Direction: The listing below should be copied in full, word for word.

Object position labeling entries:
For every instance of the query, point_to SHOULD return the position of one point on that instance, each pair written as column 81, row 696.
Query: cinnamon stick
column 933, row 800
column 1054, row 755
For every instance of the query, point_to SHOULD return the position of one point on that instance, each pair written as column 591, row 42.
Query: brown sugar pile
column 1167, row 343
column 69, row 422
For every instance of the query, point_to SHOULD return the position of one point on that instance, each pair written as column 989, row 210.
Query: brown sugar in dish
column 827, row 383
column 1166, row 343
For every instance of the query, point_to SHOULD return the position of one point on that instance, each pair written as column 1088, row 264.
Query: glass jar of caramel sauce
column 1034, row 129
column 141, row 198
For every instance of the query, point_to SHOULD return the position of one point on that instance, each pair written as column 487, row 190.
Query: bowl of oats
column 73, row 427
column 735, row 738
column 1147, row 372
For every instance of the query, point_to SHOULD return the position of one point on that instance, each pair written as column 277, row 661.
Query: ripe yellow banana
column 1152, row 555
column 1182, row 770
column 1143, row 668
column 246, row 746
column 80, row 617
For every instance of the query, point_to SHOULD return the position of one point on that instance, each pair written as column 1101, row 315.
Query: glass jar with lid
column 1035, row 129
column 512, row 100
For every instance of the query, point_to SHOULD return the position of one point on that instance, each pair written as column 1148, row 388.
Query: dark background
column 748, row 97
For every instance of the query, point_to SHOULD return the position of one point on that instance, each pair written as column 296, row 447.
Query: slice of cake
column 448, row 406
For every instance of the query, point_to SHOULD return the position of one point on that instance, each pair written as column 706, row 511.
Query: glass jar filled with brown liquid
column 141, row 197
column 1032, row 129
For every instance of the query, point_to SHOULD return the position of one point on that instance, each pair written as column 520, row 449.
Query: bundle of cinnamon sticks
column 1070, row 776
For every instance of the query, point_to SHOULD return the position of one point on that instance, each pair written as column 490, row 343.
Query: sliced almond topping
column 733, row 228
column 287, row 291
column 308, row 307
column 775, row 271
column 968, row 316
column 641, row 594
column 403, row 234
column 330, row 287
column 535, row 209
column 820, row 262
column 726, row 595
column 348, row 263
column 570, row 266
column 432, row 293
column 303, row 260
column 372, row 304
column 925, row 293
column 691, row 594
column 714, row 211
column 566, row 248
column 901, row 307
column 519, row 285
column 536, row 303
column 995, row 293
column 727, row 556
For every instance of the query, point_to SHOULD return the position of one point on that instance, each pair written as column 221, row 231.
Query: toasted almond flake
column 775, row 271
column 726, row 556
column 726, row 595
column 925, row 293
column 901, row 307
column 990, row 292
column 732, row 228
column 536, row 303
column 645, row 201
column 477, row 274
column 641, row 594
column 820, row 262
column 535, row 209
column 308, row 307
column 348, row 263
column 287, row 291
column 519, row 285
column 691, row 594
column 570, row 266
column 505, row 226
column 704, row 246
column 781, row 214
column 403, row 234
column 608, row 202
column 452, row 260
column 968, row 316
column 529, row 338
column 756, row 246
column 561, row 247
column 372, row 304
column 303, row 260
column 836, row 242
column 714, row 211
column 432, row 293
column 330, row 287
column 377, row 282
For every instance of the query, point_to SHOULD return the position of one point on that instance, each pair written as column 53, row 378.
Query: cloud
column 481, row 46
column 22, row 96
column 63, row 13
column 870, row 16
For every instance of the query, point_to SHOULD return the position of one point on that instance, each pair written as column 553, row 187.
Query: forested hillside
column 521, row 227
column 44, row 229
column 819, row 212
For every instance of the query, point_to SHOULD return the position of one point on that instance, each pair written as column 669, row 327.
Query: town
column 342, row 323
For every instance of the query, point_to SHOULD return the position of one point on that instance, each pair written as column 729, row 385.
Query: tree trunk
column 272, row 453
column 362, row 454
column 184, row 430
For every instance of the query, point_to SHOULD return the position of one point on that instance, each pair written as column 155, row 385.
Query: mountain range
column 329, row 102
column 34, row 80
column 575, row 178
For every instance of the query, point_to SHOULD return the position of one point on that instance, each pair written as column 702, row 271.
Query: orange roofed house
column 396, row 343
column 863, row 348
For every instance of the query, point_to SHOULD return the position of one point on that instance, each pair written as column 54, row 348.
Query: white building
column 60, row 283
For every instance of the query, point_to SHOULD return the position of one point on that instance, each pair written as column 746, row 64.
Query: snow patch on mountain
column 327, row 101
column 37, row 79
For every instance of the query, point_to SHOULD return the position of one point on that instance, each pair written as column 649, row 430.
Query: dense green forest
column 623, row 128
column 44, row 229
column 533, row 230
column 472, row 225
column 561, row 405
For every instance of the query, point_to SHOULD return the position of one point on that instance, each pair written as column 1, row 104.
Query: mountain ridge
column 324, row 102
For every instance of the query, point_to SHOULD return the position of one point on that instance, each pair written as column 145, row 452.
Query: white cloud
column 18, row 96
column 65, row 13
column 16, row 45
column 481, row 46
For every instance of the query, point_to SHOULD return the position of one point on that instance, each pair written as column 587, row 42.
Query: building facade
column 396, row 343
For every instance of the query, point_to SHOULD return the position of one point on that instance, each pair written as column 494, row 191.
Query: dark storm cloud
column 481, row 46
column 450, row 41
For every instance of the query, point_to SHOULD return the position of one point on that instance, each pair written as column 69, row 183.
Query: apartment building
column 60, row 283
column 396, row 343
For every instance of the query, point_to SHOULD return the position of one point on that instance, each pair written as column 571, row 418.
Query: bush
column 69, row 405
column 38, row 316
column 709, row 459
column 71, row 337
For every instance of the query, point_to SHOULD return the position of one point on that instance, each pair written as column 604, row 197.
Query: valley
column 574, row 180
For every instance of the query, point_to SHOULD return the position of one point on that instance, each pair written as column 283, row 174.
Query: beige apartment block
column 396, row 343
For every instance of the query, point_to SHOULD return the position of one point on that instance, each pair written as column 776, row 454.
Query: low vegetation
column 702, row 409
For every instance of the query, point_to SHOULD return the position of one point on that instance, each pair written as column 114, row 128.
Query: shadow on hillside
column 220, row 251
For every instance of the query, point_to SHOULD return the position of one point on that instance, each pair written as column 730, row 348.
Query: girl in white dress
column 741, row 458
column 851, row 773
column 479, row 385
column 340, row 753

Answer to this task:
For every instance of the query, point_to SHOULD return the position of one point on that instance, each pair written as column 81, row 696.
Query: cinnamon stick
column 933, row 800
column 1054, row 755
For every instance of the query, point_to SHOULD return the position of one point on that instance, each pair written as column 591, row 42.
Query: brown sugar pile
column 1167, row 343
column 69, row 422
For every instance of the query, point_to SHOULD return the position of one point on that instance, each pair written as column 989, row 210.
Query: brown sugar in dish
column 827, row 383
column 1166, row 343
For every instance of the query, point_to SHOULD return the position of one point on that instance, each pair written as column 1088, row 264.
Query: glass jar of caramel sauce
column 1034, row 129
column 141, row 198
For every instance of the query, point_to SHOULD return the position of one point on that instance, each pair written as column 487, row 190.
Query: bowl of oats
column 73, row 427
column 735, row 738
column 1147, row 372
For every instance of the query, point_to SHOULD return the position of one point on that instance, each pair written as column 277, row 661.
Query: ripe yellow banana
column 1152, row 555
column 1182, row 770
column 1143, row 668
column 246, row 746
column 80, row 617
For every instance of the query, point_to SHOULD return the position of one point on that instance, each pair written as column 1101, row 315.
Query: glass jar with lid
column 1035, row 129
column 512, row 100
For every instance of the query, point_to SHOULD return the position of one point on that instance, each pair written as column 1148, row 388.
Query: dark background
column 748, row 97
For every instance of the query, point_to SHOULD return the position of one point on that instance, each pair written as column 296, row 447.
Query: slice of cake
column 448, row 406
For every instance of the query, point_to SHOULD return the position of one point on that instance, each pair written as column 706, row 511.
Query: glass jar filled with brown liquid
column 141, row 197
column 1032, row 129
For every instance of the query, point_to SHOULD return the position of one point on that instance, each pair written as column 520, row 449.
Query: bundle of cinnamon sticks
column 1070, row 776
For every instance of the query, point_to SHOULD return the position of one point on that instance, each pair written as column 490, row 343.
Query: sliced almond topping
column 733, row 228
column 287, row 291
column 308, row 307
column 775, row 271
column 968, row 316
column 641, row 594
column 403, row 234
column 330, row 287
column 535, row 209
column 820, row 262
column 726, row 595
column 348, row 263
column 570, row 266
column 432, row 293
column 303, row 260
column 372, row 304
column 925, row 293
column 691, row 594
column 714, row 211
column 566, row 248
column 901, row 307
column 519, row 285
column 536, row 303
column 995, row 293
column 727, row 556
For every instance of the query, point_to SHOULD return the position of one point on that instance, each pair written as column 221, row 231.
Query: toasted almond flake
column 775, row 271
column 726, row 556
column 726, row 595
column 925, row 293
column 901, row 307
column 990, row 292
column 732, row 228
column 536, row 303
column 645, row 201
column 477, row 274
column 641, row 594
column 820, row 262
column 535, row 209
column 308, row 307
column 348, row 263
column 287, row 291
column 519, row 285
column 691, row 594
column 570, row 266
column 505, row 226
column 704, row 246
column 781, row 214
column 403, row 234
column 608, row 202
column 452, row 260
column 968, row 316
column 529, row 338
column 756, row 246
column 561, row 247
column 372, row 304
column 303, row 260
column 836, row 242
column 714, row 211
column 432, row 293
column 330, row 287
column 377, row 282
For every instance of the query, point_to SHOULD return the position of one point on that instance, each pair written as column 53, row 378.
Query: cloud
column 481, row 46
column 22, row 96
column 63, row 13
column 870, row 16
For every instance of the query, point_to SHOULD return the position of one point on that instance, each pair written as column 553, row 187.
Query: forested hillside
column 521, row 227
column 44, row 229
column 819, row 212
For every instance of the query, point_to SHOULD return the position of one point on that instance, each pair written as column 669, row 327.
Query: town
column 342, row 323
For every instance of the query, point_to SHOULD return the position of one point on that instance, each pair written as column 729, row 385.
Query: tree trunk
column 272, row 453
column 362, row 454
column 184, row 430
For every instance of the query, point_to SHOULD return the position of one point on that instance, each pair written as column 155, row 385.
Query: mountain range
column 329, row 102
column 34, row 80
column 575, row 178
For every instance of the query, point_to SHOULD return the position of one point on that instance, each pair written as column 702, row 271.
Query: orange roofed house
column 396, row 343
column 863, row 348
For every instance of the query, point_to SHOULD return the position of one point on that instance, each pair written as column 54, row 348.
Query: white building
column 60, row 283
For every instance of the query, point_to SHOULD return the position of one point on that instance, each pair written as column 746, row 64.
Query: snow patch on mountain
column 327, row 101
column 37, row 79
For every instance of the query, point_to SHOULD return the position of one point on that instance, each pair written as column 649, row 430.
Query: dense green forest
column 623, row 128
column 44, row 229
column 533, row 230
column 472, row 225
column 561, row 405
For every instance of the query, point_to SHOULD return the position of one point on that instance, each pair written as column 1, row 104.
Query: mountain ridge
column 324, row 102
For every instance of the query, point_to SHOULD return the position of one point on that instance, each pair written as column 145, row 452.
Query: white cloud
column 18, row 96
column 65, row 13
column 16, row 45
column 481, row 46
For every instance of the query, point_to SHOULD return the position of one point on that instance, each pair written as column 587, row 42.
Query: building facade
column 396, row 343
For every instance of the query, point_to SHOULD return the position of one point on that instance, each pair written as column 494, row 191.
Query: dark storm cloud
column 481, row 46
column 450, row 41
For every instance of the query, point_to SHOULD return the position of one point on that instance, each pair written as column 69, row 183.
Query: apartment building
column 60, row 283
column 396, row 343
For every instance of the query, point_to SHOULD return the position of one point on that instance, each pair written as column 571, row 418.
Query: bush
column 69, row 405
column 38, row 316
column 709, row 459
column 71, row 337
For every instance of the query, point_to SHOULD return the position of one point on that instance, each pair written as column 604, row 197.
Query: valley
column 574, row 180
For every instance of the query, point_to SHOULD return the position of one point on that instance, each pair written as column 283, row 174.
Query: beige apartment block
column 396, row 343
For every instance of the query, point_to SHOULD return the position of one point on that instance, each pair written as column 776, row 454.
Query: low vegetation
column 702, row 409
For every instance of the query, point_to SHOULD return the position of one point on that instance, each pair written as column 114, row 128.
Query: shadow on hillside
column 220, row 251
For every instance of the query, point_to SHOULD return the position of one point on that instance, each pair written as column 730, row 348.
Query: girl in white dress
column 741, row 458
column 851, row 773
column 479, row 385
column 340, row 753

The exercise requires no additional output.